Post by glenn239 » 06 Jan 2020, 22:49

Knouterer wrote:
04 Jan 2020, 11:34
It is clear that even without enemy interference a whole lot of things would have to go just right for the invasion to have the slightest chance of success, and any delay or mishap would have thrown the whole thing into confusion.
If amphibious assaults were so easy to defeat then the history books would contain more examples of them being defeated. That is to say, if you are thinking that a confused and disorganised invasion automatically equates to a defeated invasion, you are quite wrong. It was possible that Sealion would become disorganized, delayed, confused, and still succeed in establishing a bridgehead.
This map from Schenk's book shows the planned progression of the barge convoy bound for Rye Bay (landing beach C) from Calais. The fifty transports (about 4,000 GRT on average) carrying most of the vehicles and artillery for this landing force (7th Infantry and 1st Mountain Divisions) would come from Antwerp.

## Actions to take
A – Using the forum post, decide whether each statement agrees with it. Give yes or no for each, with the deciding words quoted.
(i) The barge convoy headed for Rye Bay would leave from Calais.
(ii) The fifty transports averaged about 6,000 GRT.
(iii) The post holds that a confused invasion is automatically a defeated one.
B – List every place name mentioned in the forum post.

## Recorded data
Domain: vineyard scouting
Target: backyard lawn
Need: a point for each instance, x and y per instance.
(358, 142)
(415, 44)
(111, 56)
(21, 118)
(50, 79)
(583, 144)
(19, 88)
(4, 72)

## Exercise results
A –
(i) Yes: "the barge convoy bound for Rye Bay (landing beach C) from Calais"
(ii) No: "The fifty transports (about 4,000 GRT on average)"
(iii) No: "if you are thinking that a confused and disorganised invasion automatically equates to a defeated invasion, you are quite wrong"

B – Rye Bay, Calais, Antwerp